:: Problem details ::
Could you reproduce, character for character, the lines of the items from the very first line through the line containing "--target=yellow foliage tree", both ends included?

########################################

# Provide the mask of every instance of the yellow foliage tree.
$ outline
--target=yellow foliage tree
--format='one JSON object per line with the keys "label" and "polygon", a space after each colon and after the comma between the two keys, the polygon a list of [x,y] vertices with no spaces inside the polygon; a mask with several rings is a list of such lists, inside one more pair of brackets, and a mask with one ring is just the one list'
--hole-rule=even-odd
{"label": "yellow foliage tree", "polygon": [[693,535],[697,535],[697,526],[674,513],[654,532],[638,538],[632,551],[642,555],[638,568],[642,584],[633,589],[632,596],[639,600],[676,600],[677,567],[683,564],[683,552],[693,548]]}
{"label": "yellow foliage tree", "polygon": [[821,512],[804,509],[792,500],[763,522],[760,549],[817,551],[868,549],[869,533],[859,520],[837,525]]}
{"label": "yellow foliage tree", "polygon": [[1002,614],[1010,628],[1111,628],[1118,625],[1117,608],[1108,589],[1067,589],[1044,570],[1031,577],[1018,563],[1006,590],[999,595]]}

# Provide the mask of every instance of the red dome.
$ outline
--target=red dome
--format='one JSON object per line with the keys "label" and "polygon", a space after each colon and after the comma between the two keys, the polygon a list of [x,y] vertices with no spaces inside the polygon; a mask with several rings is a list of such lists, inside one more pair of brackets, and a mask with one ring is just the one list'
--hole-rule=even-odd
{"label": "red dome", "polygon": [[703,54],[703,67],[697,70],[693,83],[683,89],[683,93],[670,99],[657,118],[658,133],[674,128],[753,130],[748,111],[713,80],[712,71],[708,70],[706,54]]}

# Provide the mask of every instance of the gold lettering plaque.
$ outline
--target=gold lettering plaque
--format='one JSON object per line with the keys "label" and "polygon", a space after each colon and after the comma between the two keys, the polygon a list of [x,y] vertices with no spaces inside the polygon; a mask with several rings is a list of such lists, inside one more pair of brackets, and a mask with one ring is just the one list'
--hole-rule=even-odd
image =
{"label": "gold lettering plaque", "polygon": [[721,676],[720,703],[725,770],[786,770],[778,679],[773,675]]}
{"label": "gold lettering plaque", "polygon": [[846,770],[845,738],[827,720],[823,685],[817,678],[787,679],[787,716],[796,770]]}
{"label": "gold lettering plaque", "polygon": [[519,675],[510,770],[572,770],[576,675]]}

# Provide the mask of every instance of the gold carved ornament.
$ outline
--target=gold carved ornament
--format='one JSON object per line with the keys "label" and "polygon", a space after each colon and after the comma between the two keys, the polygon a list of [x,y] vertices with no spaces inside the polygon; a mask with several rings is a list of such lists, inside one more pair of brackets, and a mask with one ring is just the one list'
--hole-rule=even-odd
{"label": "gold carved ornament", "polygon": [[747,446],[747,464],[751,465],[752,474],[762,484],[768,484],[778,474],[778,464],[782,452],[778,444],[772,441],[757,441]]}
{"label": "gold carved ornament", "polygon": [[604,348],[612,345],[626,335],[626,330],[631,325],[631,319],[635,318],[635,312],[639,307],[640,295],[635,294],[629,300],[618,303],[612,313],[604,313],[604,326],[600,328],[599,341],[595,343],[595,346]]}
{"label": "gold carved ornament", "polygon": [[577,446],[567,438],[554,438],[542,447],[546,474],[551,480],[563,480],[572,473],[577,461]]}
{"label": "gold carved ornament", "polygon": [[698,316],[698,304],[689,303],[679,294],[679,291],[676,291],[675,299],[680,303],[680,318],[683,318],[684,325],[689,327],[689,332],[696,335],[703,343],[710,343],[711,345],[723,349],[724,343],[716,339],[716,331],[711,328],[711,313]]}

########################################

:: The result ::
# Provide the mask of every instance of the yellow foliage tree.
$ outline
--target=yellow foliage tree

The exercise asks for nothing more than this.